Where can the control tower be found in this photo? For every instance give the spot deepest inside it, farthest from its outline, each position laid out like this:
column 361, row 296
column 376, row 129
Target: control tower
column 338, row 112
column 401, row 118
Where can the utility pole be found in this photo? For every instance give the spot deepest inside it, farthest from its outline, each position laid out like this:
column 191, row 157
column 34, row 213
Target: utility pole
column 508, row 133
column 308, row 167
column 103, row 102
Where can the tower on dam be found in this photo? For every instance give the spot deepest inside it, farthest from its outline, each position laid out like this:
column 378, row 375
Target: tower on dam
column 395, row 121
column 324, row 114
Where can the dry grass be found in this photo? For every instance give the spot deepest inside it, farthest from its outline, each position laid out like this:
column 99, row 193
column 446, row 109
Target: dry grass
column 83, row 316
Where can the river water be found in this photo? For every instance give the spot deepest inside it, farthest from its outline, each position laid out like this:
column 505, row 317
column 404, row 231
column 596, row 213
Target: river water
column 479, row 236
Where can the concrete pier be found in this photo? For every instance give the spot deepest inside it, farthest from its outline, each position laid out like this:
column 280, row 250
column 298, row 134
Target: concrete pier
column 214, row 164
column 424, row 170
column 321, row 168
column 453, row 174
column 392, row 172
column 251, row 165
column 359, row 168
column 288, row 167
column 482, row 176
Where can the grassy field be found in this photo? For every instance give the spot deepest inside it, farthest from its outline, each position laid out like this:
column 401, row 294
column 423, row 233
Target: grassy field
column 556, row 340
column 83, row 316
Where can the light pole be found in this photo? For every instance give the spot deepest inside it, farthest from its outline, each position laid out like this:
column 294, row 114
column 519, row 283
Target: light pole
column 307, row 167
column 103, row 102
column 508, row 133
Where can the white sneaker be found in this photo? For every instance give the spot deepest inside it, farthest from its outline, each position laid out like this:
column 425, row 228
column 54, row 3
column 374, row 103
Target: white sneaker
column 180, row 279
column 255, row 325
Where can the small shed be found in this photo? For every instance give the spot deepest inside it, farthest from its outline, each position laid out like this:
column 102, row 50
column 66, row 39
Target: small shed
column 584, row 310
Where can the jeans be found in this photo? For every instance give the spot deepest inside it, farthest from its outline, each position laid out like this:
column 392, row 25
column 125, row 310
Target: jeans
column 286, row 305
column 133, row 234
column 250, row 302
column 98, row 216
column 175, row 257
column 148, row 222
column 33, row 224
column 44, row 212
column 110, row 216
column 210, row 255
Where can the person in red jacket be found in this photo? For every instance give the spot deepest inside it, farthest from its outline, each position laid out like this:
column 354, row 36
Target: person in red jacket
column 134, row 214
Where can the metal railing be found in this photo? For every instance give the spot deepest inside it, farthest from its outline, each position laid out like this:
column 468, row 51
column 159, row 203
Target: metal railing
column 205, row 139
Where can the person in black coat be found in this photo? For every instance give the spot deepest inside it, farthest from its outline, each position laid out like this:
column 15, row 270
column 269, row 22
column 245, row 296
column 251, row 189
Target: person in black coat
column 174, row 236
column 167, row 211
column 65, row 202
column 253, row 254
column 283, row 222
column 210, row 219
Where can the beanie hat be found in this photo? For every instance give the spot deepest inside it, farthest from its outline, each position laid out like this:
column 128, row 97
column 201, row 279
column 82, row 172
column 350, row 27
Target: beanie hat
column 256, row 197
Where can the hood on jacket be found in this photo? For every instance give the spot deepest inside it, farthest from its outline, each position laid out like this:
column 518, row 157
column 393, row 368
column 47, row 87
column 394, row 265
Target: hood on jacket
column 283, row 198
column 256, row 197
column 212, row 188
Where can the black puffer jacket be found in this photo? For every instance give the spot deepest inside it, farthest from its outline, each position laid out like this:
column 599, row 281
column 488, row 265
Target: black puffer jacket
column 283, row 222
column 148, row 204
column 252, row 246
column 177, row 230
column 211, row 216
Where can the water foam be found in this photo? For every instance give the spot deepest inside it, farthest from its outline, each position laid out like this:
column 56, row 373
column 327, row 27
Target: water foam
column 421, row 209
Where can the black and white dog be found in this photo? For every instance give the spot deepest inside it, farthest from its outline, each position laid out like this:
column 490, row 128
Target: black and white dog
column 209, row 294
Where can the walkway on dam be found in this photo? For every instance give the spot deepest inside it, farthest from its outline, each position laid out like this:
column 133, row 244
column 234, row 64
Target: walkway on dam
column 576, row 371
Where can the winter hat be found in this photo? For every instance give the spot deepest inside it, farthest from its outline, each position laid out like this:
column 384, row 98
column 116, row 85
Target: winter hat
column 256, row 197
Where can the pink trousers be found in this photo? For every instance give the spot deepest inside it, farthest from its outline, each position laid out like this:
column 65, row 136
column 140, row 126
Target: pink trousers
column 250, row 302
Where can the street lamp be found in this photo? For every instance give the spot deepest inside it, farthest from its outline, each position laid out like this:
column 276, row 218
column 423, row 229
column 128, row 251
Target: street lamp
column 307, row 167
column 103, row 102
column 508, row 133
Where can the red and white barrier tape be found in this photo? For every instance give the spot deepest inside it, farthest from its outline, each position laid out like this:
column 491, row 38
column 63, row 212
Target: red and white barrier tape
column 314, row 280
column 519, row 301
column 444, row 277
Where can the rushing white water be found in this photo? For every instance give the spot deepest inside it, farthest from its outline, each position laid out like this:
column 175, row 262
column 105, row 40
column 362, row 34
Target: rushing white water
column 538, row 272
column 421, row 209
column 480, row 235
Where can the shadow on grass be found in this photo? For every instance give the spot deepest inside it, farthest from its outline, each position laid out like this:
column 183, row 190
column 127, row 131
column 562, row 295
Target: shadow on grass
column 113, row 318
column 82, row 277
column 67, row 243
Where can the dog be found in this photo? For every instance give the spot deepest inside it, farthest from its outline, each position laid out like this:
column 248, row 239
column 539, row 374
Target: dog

========

• **WHAT THE TASK ASKS**
Reproduce all of the data above verbatim, line for line, without altering any character.

• **FINISHED EXERCISE**
Where can the control tower be found in this photo? For every instance give the spot deepest inside it, farthest from its outline, each position laid out like this:
column 361, row 296
column 376, row 129
Target: control tower
column 338, row 112
column 401, row 118
Where can the utility pole be found in this photo? For every instance give the spot deepest inside it, farthest from its outline, each position laid out like this:
column 191, row 157
column 34, row 213
Target: utility pole
column 508, row 133
column 308, row 167
column 103, row 102
Where can the tower on dam be found in this photo? For every instance give the spot deepest inside it, farthest from its outline, each position laid out like this:
column 378, row 375
Target: tower on dam
column 395, row 121
column 324, row 114
Where can the dry grass be found in this photo? For every instance give the spot deepest inside it, farthest from its outline, each position laid out like this:
column 99, row 193
column 446, row 109
Target: dry grass
column 83, row 316
Where can the river water be found in this photo? For every instance give the spot deepest inside it, farthest from its outline, each position laid out like this:
column 505, row 317
column 404, row 231
column 596, row 213
Target: river water
column 479, row 236
Where can the concrete pier be found in this photo? For every instance give the spot deepest inside it, farthest from its outline, each position laid out like this:
column 280, row 250
column 298, row 134
Target: concrete pier
column 214, row 164
column 424, row 170
column 321, row 168
column 453, row 174
column 392, row 172
column 251, row 165
column 359, row 168
column 288, row 167
column 482, row 176
Where can the grassy field be found in this photo? For every instance give the spot deepest inside it, farthest from its outline, each position laid out like this:
column 401, row 294
column 423, row 233
Target: grassy field
column 556, row 340
column 83, row 316
Where can the light pole be found in this photo? For every instance give the spot deepest inside it, farthest from its outline, each position laid out like this:
column 294, row 114
column 519, row 283
Target: light pole
column 307, row 167
column 103, row 102
column 508, row 133
Where can the white sneaker be found in this photo? For every instance give the spot deepest inside it, farthest from its outline, each position laid out like this:
column 425, row 228
column 54, row 3
column 374, row 103
Target: white sneaker
column 180, row 279
column 255, row 325
Where can the small shed be found in this photo? For every instance give the spot deepest inside it, farthest from its outline, each position laid out like this:
column 102, row 50
column 66, row 39
Target: small shed
column 584, row 310
Where can the jeans be found in this photo? For every instance give the spot deepest inside it, farthest from its outline, each position laid out like this:
column 392, row 25
column 125, row 310
Target: jeans
column 286, row 305
column 133, row 234
column 250, row 302
column 98, row 216
column 175, row 257
column 148, row 222
column 33, row 224
column 44, row 212
column 110, row 216
column 210, row 255
Where can the person in red jacket be found in this photo? For every instance give the spot deepest inside it, farthest from its outline, each position laid out like this:
column 354, row 36
Target: person in red jacket
column 134, row 214
Where can the metal railing be found in this photo? For every instance give the spot deepest inside it, farthest from its outline, each position laid out like this:
column 468, row 51
column 159, row 203
Target: metal railing
column 205, row 139
Where can the person in black coat be found in this photo? For every instance give the spot deepest inside it, farthest from its outline, each position laid out like this:
column 15, row 270
column 269, row 22
column 245, row 296
column 251, row 189
Target: person in black coat
column 174, row 236
column 167, row 211
column 65, row 202
column 253, row 254
column 283, row 222
column 210, row 219
Where can the beanie hat be found in this photo? For every instance give the spot deepest inside it, farthest from its outline, each position laid out like this:
column 128, row 97
column 201, row 279
column 82, row 172
column 350, row 27
Target: beanie hat
column 256, row 197
Where can the hood on jacket be found in this photo? For every instance give the spot deepest inside it, farthest from its outline, each position laid out like this:
column 518, row 157
column 393, row 368
column 47, row 87
column 394, row 265
Target: hood on jacket
column 283, row 198
column 256, row 197
column 212, row 188
Where can the black puffer jacket be found in this photo? For every instance give the spot deepest inside it, farthest from its outline, each position laid out like this:
column 599, row 281
column 488, row 265
Target: black puffer jacket
column 283, row 222
column 148, row 204
column 252, row 246
column 177, row 230
column 211, row 216
Where can the water foam be found in this photo? For every instance give the spot deepest inside it, farthest from its outline, each position laid out like this:
column 56, row 373
column 327, row 27
Target: water foam
column 421, row 209
Where can the black and white dog be found in this photo? For every instance give the spot deepest inside it, farthest from its outline, each position laid out like this:
column 490, row 128
Target: black and white dog
column 209, row 294
Where can the walkway on dam be found in this photo? For every instance give the spot deepest inside it, farthest from its outline, each position laid out like this:
column 133, row 244
column 234, row 64
Target: walkway on dam
column 576, row 371
Where can the winter hat be found in this photo? For every instance give the spot deepest inside it, farthest from its outline, each position laid out like this:
column 384, row 98
column 116, row 85
Target: winter hat
column 256, row 197
Where can the pink trousers be found in this photo? For every instance give the spot deepest inside it, farthest from its outline, each position laid out like this:
column 65, row 136
column 140, row 126
Target: pink trousers
column 250, row 302
Where can the street lamp be found in this photo? For every instance give the spot deepest inside it, farthest from its outline, each position laid out like this:
column 276, row 218
column 423, row 229
column 128, row 251
Target: street lamp
column 307, row 167
column 103, row 102
column 508, row 133
Where can the red and white barrier tape be found in this photo? For every instance give the spot deepest inside it, farthest from its outline, each position laid out like this:
column 491, row 38
column 63, row 212
Target: red and white barrier tape
column 314, row 280
column 519, row 301
column 444, row 277
Where can the rushing white water be found in this photo? For every instance give the spot deepest inside it, farthest from its outline, each position laid out like this:
column 175, row 262
column 105, row 40
column 362, row 34
Target: rushing white water
column 538, row 272
column 421, row 209
column 480, row 235
Where can the shadow on grass be found in this photo? For every instance give the spot deepest inside it, farthest from its outline, each position laid out like this:
column 183, row 190
column 127, row 131
column 562, row 295
Target: shadow on grass
column 113, row 318
column 82, row 277
column 67, row 243
Where can the dog be found in this photo? For every instance give the spot deepest inside it, farthest from its outline, each position laid out like this:
column 248, row 239
column 539, row 374
Target: dog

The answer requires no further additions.